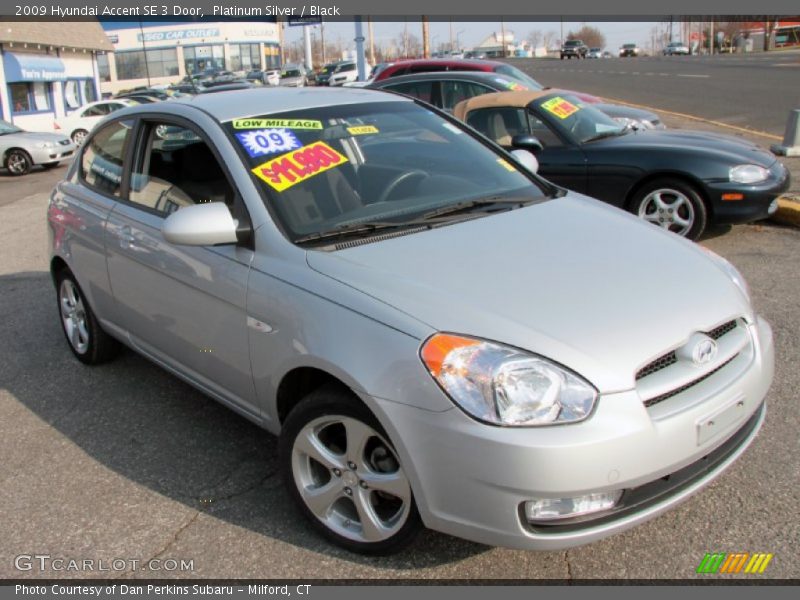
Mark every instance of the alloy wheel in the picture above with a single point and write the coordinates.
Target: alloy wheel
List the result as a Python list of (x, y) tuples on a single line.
[(668, 208), (350, 479)]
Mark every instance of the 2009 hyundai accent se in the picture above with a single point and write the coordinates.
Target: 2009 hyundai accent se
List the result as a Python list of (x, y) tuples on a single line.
[(437, 335)]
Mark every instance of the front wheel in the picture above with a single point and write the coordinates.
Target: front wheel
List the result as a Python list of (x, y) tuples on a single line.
[(673, 205), (88, 342), (346, 476), (18, 162)]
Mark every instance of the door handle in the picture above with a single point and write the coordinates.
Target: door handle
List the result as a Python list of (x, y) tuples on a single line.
[(126, 238)]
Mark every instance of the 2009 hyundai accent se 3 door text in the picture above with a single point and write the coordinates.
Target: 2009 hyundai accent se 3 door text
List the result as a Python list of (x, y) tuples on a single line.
[(438, 336)]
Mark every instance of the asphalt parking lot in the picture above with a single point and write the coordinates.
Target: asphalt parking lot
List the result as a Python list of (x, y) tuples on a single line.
[(127, 462)]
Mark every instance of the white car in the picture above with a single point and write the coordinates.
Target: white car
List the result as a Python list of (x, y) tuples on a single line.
[(80, 122)]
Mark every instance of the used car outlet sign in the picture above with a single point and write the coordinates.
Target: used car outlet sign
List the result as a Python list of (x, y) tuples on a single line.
[(351, 250)]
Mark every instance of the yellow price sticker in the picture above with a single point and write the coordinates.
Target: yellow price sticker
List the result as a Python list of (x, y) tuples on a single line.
[(282, 123), (362, 130), (560, 107), (295, 167)]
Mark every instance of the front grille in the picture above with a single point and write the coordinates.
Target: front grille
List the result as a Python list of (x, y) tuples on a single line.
[(640, 498), (670, 358), (683, 388)]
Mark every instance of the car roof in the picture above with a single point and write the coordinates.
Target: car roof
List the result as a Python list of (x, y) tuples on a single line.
[(240, 104), (514, 99)]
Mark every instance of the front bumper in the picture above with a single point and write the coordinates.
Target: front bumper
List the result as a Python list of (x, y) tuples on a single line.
[(756, 199), (471, 480)]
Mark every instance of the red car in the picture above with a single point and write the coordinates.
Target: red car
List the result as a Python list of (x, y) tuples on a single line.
[(427, 65)]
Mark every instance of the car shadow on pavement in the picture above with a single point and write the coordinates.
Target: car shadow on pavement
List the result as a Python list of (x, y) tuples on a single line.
[(152, 429)]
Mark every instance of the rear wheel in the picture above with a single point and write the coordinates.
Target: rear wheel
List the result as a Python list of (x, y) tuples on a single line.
[(88, 342), (673, 205), (345, 475)]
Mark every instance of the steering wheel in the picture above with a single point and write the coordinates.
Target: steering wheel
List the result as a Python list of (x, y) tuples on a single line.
[(402, 178)]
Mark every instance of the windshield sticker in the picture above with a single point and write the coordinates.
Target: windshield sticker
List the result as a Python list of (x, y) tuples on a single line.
[(451, 127), (514, 86), (282, 123), (362, 130), (295, 167), (259, 142), (560, 107), (506, 165)]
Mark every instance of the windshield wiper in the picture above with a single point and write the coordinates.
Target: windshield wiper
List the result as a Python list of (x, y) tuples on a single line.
[(604, 135), (470, 204)]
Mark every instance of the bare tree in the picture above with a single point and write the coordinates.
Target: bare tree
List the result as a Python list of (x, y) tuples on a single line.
[(591, 36)]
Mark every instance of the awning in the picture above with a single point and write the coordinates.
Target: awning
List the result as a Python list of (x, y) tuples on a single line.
[(33, 67)]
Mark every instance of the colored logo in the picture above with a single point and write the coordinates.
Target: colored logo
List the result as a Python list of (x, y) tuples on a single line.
[(738, 562), (704, 351)]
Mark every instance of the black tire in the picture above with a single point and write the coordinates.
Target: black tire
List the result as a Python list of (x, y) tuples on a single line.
[(676, 192), (96, 346), (78, 136), (335, 402), (18, 162)]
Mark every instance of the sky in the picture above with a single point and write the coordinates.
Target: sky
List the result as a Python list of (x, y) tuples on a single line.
[(468, 34)]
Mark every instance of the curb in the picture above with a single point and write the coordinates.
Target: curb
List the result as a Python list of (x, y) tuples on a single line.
[(788, 212)]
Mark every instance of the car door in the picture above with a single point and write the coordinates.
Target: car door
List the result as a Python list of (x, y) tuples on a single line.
[(183, 306)]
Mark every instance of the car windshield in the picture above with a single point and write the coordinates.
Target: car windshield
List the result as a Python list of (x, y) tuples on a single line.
[(6, 128), (581, 122), (514, 72), (369, 165)]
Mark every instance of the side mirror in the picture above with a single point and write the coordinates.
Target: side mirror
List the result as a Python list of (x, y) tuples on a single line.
[(526, 159), (527, 142), (201, 225)]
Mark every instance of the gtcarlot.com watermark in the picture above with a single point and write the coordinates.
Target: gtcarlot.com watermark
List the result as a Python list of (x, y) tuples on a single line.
[(59, 564)]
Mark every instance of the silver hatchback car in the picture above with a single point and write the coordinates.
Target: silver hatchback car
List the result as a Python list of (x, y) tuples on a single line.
[(438, 335)]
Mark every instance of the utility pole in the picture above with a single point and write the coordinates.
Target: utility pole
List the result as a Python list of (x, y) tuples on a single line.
[(371, 42), (426, 48)]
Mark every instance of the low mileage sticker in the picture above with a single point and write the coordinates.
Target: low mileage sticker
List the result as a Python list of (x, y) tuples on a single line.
[(295, 167), (560, 107)]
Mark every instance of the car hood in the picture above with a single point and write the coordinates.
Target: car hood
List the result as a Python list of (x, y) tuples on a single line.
[(572, 279), (32, 136), (730, 148)]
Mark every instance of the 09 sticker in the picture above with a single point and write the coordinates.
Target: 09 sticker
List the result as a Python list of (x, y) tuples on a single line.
[(282, 123), (560, 107), (260, 142), (295, 167)]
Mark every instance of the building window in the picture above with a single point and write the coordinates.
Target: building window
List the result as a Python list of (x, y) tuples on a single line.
[(78, 92), (204, 58), (160, 63), (30, 97), (244, 57), (102, 67)]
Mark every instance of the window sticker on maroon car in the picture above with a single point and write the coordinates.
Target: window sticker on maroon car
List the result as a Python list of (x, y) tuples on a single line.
[(560, 107), (260, 142), (514, 86), (295, 167)]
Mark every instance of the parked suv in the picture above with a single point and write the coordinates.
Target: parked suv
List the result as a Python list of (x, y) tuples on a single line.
[(574, 48)]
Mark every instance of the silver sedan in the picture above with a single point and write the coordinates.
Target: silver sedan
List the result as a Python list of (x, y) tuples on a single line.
[(21, 149), (439, 336)]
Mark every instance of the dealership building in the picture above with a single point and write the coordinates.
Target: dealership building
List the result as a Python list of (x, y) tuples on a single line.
[(163, 54), (47, 70)]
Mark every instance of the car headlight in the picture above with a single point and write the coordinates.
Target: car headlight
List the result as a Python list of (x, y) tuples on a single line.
[(505, 386), (748, 174), (733, 272)]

Set task: Print every item above verbatim, leaving out the pictures.

Exercise solution:
Mark every instance of the alloy wheel in the picture above with a single point and write the coordinates.
Target: alloy wheel
List the result as a Python list of (x, y) tuples on a single line.
[(668, 208), (350, 479)]
Mark every instance of the 2009 hyundai accent se in the picture above with a single point and write the coordinates.
Target: 2009 hyundai accent se
List the result as a Python list of (x, y) tuples on a single line.
[(437, 335)]
Mark every instance of the front wheel in the picture above with a single point and write the coordinates.
Target: front wheel
List the result as a Python list of (x, y) tuples on a single line.
[(673, 205), (88, 342), (346, 476), (18, 162)]
Mark every instance of the door handle in the picture above with a single point and write the coordinates.
Target: door handle
List the result as a Python list of (x, y) tuples on a single line.
[(126, 238)]
Mark every instance of the 2009 hyundai accent se 3 door text in the picture above with a single point and write the coordinates.
Target: 2009 hyundai accent se 3 door text
List the result as a Python list of (x, y) tuples on a single line.
[(438, 336)]
Mark every instance of the asphalt parking lot in the picture above with a single point and write the coordinates.
Target: asphalt parking lot
List the result as a Python list of (x, y) tuples on a single line.
[(127, 462)]
Mark every instance of the white car in the picture above with a single point and write the coordinates.
Target: white car
List the result as a Python list of (x, y) tuples on a single line.
[(80, 122)]
Mark every instance of the used car outlet sign in the picture above with a single point and write the coordinates.
Target: used car outlet sign
List the result as a Python list of (x, y) tuples on a single line.
[(351, 250)]
Mark every instance of the yellow price sticker in the picture above with a single point and write the coordinates.
Target: yellow price sticker
List the result as a Python list of (x, y) tuples on a single line.
[(282, 123), (362, 130), (560, 107), (295, 167)]
Mark every instance of the front grille in the picture above with a single point and write the coordinates.
Target: front grille
List the result as a Python list of (x, y) tuples on a single line.
[(640, 498), (670, 358), (683, 388)]
Mark every instance of the car roof in the picture above with a single point and write the coordinates.
Target: car roof
List the result as a Python list of (x, y) tuples on a single line.
[(240, 104), (514, 99)]
Mark every instance of the front bumper in the picture above with a single point and write the coordinates.
Target: front bumper
List the result as a Python list of (x, y) tuples on a single line.
[(756, 199), (471, 480)]
Mark every instance of the red car in the picture above with a single point and write the coordinates.
Target: red car
List the result as a Python list of (x, y) tuples on a single line.
[(427, 65)]
Mark every instance of the car shadow on pavement in the picture above with a single point and write the coordinates.
Target: car shadow on pavement
List the result as a Python list of (x, y) tuples on a single line.
[(152, 429)]
Mark every instance of the rear wheel in the picture above with a single point and write the coordinates.
Target: rear wheel
List the result as a Python list of (x, y) tuples on a single line.
[(88, 342), (673, 205), (345, 475)]
Mark every instance of the steering wheel in the picture above with a single point and write the coordinates.
Target: steering wheel
List the result as a Python list of (x, y) tuples on a single line.
[(402, 178)]
Mark every instance of the windshield sticker in the picture above with a single point and write the coordinates.
Target: windshield sticker
List the result as a Python list of (x, y) tuples on a single line.
[(451, 127), (514, 86), (282, 123), (362, 130), (295, 167), (259, 142), (560, 107), (506, 165)]
Mark every instance of the windshield wiper in the picture above with a single point and write the coordinates.
Target: windshield wiper
List the result as a Python list of (x, y) tuples on a single line.
[(604, 135), (470, 204)]
Mark every instance of the bare tree in the picture above with a single point and write the coordinates.
Target: bare tree
List the result as a Python list of (x, y) tuples on a single line.
[(591, 36)]
Mark every instance of the awning in the picture above with a single point and write the coordinates.
Target: awning
List the result as a Python list of (x, y) tuples on a single line.
[(33, 67)]
Mark every instance of the colored logo in the picture above with a single point and write the coordinates.
Target: colored logo
List the result as a Python list of (x, y) tuples on a single line.
[(738, 562), (704, 351)]
Mark every instance of the black tire in the picture above with a single point and write the coordinates.
Target: black tire
List the result as a Python list of (x, y) tuples on a single line.
[(676, 192), (96, 346), (78, 136), (335, 402), (18, 162)]
Mark every instance of the sky in the picture above with a single point and write the coordinates.
Target: sky
List the result as a Python list of (x, y) tuples on a single line.
[(468, 34)]
Mark every instance of the curb in the picture above with a single point and write the coordinates.
Target: curb
List the result as a Python list of (x, y) tuples on a single line.
[(788, 212)]
Mark every instance of the car door in the picture above with a single point and write the coordinates.
Target: car door
List the result as a Python list of (x, y) tuples on a single line.
[(183, 306)]
Mark every instance of the car windshield in the picture above with a single point and write the coordinates.
Target: car windshield
List the result as a Python list of (x, y) tuples on a single line.
[(6, 128), (581, 122), (514, 72), (369, 165)]
Mark every instance of the side mirror in the picture above with a single point and write the coordinates.
Target: side mirror
List the result as a Python list of (x, y) tuples on a single line.
[(526, 159), (527, 142), (201, 225)]
Mark every instance of the gtcarlot.com watermark in the picture above with a single point and write the coordinates.
Target: gtcarlot.com watermark
List the result as a Python list of (x, y) tuples on a single line.
[(59, 564)]
Mark every instance of the silver hatchback car in the picture above with a single point and write the coordinates.
Target: silver hatchback car
List the result as a Python list of (x, y) tuples on a single line.
[(438, 335)]
Mark every instance of the utility pole in the picture above with a single point and write the coordinates.
Target: utility pole
List the result as a Python list of (x, y) tuples on a single line.
[(371, 42), (426, 48)]
Mark every instance of the low mileage sticker in the picture above with a single point and write the coordinates.
Target: low mileage sticker
List the result as a Python list of (x, y) tuples on a single line.
[(295, 167), (560, 107)]
Mark every instance of the car hood in the picture above with a single point and write the coordinates.
Target: car hood
List the result as a Python list of (x, y) tuples on a single line.
[(572, 279), (32, 136), (730, 148)]
Mark every instance of the 09 sticker in the picture above with a single point and write the coordinates.
Target: 09 sticker
List the result as a Python list of (x, y) tuples on a single line.
[(282, 123), (560, 107), (260, 142), (295, 167)]
Mark every instance of the building window in the picture above with a single point and write the coordinates.
Target: building window
List the result as a Python list of (x, y) tuples on a single line.
[(78, 92), (204, 58), (160, 63), (30, 97), (244, 57), (102, 67)]
Mark every instance of the window sticker on maroon car in the picture above with a single point and write the coordinates.
Target: window sticker on maroon car
List the result as a Python list of (x, y) tuples on a single line.
[(560, 107), (260, 142), (514, 86), (295, 167)]
Mark every instance of the parked suv in the picture above with a single point and write the coordinates.
Target: parked suv
List the result as a Python list of (x, y) tuples on a single line.
[(574, 48)]
Mark every instance of the silver sedan in the picture above with a single point and write the coordinates.
Target: silver sedan
List the result as a Python list of (x, y) tuples on a single line.
[(21, 149), (439, 336)]
Mark every instance of the dealership building in the picture above with a single point and write the coordinates.
Target: dealership building
List the result as a Python list of (x, y) tuples on a single line.
[(163, 54), (47, 70)]
Mark every instance of the car headlight in the picture above with a single point and write the coordinates.
Target: car headlight
List the result as a Python list of (x, y) tuples on a single line.
[(505, 386), (748, 174), (733, 272)]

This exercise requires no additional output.